C'est dans un laboratoire ultra sécurisé du 13e arrondissement de Paris que démarre l'édition des cellules, pour les armer face aux cellules cancéreuses. Mais avant de s'avancer plus loin dans ces locaux aseptisés, mieux vaut réviser son vocabulaire.
Car Cellectis travaille sur les cellules CAR-T, ou "cellules T à récepteur antigénique chimérique". En langage lambda, notre système immunitaire dispose pour se protéger de lymphocytes T, qui identifient et détruisent les cellules étrangères.
"La cellule T est extraordinaire. C'est une sorte de petit soldat, capable de tuer de façon répétée et de se démultiplier", explique André Choulika, l'enthousiaste chercheur qui a fondé Cellectis il y a plus de vingt ans.
Or, depuis quelques années, les scientifiques savent comment modifier génétiquement ces cellules, pour exprimer à leur surface une protéine spécifique.

+ + +

→ CONSIGNES:
1 – Ces affirmations concordent-elles avec le texte sur les cellules CAR-T : (a) le laboratoire se situe dans le 13e arrondissement de Paris ; (b) André Choulika a fondé Cellectis il y a moins de dix ans ; (c) les lymphocytes T identifient et détruisent les cellules étrangères ? Répondez à chacune par oui ou non, en citant les mots du texte qui tranchent.
2 – Poursuivez le texte sur les cellules CAR-T à partir de sa dernière phrase.
Les lignes ci-après proviennent d'une source sans lien avec ce texte.

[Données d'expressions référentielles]
+ + +

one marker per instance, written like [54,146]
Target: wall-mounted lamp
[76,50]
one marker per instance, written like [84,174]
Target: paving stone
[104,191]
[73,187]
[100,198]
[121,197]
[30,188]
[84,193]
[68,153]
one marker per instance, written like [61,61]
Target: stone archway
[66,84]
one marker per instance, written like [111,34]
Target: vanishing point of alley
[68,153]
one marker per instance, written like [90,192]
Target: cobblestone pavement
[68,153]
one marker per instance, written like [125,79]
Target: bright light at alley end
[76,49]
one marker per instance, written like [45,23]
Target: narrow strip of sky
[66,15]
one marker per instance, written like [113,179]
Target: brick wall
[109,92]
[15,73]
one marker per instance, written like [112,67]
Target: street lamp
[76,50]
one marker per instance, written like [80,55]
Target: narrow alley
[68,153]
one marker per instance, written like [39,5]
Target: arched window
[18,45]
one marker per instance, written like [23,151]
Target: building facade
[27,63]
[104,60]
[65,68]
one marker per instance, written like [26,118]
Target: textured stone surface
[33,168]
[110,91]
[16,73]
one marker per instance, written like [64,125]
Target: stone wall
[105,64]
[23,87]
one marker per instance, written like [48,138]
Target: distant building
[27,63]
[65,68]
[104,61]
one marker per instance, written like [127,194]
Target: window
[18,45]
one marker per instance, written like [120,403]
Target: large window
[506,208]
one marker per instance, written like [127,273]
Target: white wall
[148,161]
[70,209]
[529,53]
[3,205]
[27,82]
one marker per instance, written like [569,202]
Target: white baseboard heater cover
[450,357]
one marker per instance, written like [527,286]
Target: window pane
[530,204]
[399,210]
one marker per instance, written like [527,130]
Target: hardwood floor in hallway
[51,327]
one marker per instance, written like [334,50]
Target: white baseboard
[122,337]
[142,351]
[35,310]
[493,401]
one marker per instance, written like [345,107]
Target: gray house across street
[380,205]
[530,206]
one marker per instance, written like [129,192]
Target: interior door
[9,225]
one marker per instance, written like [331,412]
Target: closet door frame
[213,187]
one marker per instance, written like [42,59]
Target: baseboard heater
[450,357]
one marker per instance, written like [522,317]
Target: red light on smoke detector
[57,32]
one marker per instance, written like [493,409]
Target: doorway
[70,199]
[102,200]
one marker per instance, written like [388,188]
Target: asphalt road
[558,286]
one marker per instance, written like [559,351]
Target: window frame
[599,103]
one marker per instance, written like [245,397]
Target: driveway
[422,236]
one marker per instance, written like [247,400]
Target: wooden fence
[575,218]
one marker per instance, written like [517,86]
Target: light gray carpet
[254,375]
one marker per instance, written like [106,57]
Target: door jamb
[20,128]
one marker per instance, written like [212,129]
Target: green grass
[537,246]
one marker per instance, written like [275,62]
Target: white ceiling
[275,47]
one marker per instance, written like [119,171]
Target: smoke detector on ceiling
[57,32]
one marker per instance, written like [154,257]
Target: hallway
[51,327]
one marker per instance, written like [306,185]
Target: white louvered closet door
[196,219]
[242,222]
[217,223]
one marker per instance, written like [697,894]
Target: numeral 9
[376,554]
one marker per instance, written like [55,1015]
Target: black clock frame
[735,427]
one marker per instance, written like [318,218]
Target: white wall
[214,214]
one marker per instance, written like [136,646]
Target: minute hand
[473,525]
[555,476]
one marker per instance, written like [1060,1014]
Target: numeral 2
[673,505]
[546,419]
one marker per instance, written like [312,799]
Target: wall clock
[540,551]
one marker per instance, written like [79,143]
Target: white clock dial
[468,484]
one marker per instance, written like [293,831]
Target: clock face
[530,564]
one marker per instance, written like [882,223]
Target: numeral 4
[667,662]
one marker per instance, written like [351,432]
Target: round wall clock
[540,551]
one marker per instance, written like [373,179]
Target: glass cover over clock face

+ + +

→ RÉPONSES:
1 –
(a) Oui : « dans un laboratoire ultra sécurisé du 13e arrondissement de Paris ».
(b) Non : « qui a fondé Cellectis il y a plus de vingt ans ».
(c) Oui : « qui identifient et détruisent les cellules étrangères ».

2 –
"On met une petite tête chercheuse sur cette cellule T, qui va reconnaître la cellule cancéreuse", décrypte André Choulika. Cette technologie de pointe permet de cibler très précisément les tumeurs sans toucher les autres organes, contrairement aux chimiothérapies.
Deux traitements reposant sur les CAR-T sont déjà sur le marché contre certains cancers. Il s'agit de Yescarta, du laboratoire américain Gilead, et de Kymriah, développé par le suisse Novartis. Dans ces deux cas, les cellules T sont prélevées sur le patient, avant d'être éditées, personnalisées et multipliées en laboratoires, et enfin réinjectées.
"Nouvelle optique"
Cellectis développe quant à lui des CAR-T "sur étagère" : non pas prélevées sur le patient, mais issues de banques de cellules, elles peuvent être conservées à très basse température dans les hôpitaux, puis injectées aux patients au gré des besoins. Ce qui rendrait les thérapies potentiellement moins lourdes et plus rapides à produire.

Des techniciens travaillent sur les cellules CAR-T dans un laboratoire de la biotech française Cellectis, le 23 septembre à Paris.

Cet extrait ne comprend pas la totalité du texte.